> GOAL
Copy every line of the entries below that contains the word "green".

> DATA SECTION
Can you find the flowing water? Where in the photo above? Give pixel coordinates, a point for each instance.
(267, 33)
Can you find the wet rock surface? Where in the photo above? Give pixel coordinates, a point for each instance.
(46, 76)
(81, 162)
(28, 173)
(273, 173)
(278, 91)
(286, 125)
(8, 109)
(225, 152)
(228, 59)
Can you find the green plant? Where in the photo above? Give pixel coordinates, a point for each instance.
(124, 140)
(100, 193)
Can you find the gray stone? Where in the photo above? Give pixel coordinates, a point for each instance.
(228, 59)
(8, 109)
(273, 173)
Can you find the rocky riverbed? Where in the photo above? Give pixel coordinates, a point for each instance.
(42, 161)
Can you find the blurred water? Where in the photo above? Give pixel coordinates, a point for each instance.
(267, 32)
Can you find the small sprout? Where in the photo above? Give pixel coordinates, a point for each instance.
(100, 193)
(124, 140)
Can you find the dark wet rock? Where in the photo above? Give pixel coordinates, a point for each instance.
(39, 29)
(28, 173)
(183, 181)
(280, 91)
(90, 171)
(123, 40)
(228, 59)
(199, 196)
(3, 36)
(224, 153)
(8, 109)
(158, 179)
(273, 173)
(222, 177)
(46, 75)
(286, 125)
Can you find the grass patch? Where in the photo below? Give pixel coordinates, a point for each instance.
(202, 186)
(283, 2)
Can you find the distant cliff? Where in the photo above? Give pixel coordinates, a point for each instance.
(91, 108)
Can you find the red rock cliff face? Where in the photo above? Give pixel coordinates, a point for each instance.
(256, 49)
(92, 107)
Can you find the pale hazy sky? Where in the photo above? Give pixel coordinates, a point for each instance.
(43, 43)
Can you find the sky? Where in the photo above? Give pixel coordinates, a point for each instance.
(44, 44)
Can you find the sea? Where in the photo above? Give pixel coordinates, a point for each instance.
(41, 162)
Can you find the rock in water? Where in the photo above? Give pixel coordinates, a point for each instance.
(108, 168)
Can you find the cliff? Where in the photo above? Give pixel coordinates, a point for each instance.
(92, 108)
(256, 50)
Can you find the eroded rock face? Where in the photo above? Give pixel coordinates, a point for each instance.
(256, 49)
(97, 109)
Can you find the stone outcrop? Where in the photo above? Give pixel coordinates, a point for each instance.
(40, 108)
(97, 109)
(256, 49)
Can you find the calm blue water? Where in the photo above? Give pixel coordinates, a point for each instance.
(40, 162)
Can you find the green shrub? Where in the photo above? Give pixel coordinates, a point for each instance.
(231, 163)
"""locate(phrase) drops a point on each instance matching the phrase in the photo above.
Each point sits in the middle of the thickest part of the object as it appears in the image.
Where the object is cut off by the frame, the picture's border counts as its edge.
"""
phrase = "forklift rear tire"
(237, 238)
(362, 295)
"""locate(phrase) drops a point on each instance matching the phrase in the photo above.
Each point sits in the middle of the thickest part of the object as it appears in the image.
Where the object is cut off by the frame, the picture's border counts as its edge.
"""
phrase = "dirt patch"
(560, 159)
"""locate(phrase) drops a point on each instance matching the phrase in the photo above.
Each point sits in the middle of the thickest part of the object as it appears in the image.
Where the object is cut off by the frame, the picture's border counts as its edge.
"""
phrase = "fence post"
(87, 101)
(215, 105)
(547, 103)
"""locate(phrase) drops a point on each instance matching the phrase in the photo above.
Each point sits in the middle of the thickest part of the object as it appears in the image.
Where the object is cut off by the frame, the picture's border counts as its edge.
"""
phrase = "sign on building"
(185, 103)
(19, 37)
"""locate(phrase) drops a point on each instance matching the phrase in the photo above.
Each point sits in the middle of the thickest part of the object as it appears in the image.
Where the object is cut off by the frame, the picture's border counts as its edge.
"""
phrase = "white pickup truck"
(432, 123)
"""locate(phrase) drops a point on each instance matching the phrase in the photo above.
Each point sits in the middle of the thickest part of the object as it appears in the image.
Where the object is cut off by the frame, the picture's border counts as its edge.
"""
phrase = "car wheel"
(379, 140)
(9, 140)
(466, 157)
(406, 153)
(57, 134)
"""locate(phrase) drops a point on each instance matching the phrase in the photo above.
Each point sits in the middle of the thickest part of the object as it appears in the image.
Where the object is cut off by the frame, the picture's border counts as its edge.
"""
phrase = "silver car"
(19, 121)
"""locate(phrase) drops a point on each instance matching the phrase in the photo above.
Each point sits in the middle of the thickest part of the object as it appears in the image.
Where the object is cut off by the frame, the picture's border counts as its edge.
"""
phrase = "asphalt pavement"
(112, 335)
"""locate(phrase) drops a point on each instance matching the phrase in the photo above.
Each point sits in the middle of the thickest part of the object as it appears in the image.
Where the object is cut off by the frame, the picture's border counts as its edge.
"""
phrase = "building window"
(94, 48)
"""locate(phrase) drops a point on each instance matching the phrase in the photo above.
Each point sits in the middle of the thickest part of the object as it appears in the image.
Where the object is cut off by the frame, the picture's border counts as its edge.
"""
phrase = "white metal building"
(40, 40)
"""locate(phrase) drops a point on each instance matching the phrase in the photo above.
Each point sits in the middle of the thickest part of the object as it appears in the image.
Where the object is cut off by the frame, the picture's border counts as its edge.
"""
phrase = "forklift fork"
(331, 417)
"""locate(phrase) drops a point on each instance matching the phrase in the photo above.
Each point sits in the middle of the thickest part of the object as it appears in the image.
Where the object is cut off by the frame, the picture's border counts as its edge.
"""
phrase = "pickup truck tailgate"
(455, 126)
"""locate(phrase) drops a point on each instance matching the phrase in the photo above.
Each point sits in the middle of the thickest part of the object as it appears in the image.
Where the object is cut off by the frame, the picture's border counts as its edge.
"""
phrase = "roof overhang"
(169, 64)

> RESULT OF THE TASK
Can you find the green plant? Where in the photo above? Give pixel coordinates, a point for each instance.
Can you find the green shrub? Where in the photo above? Give pixel coordinates, a point for each instance.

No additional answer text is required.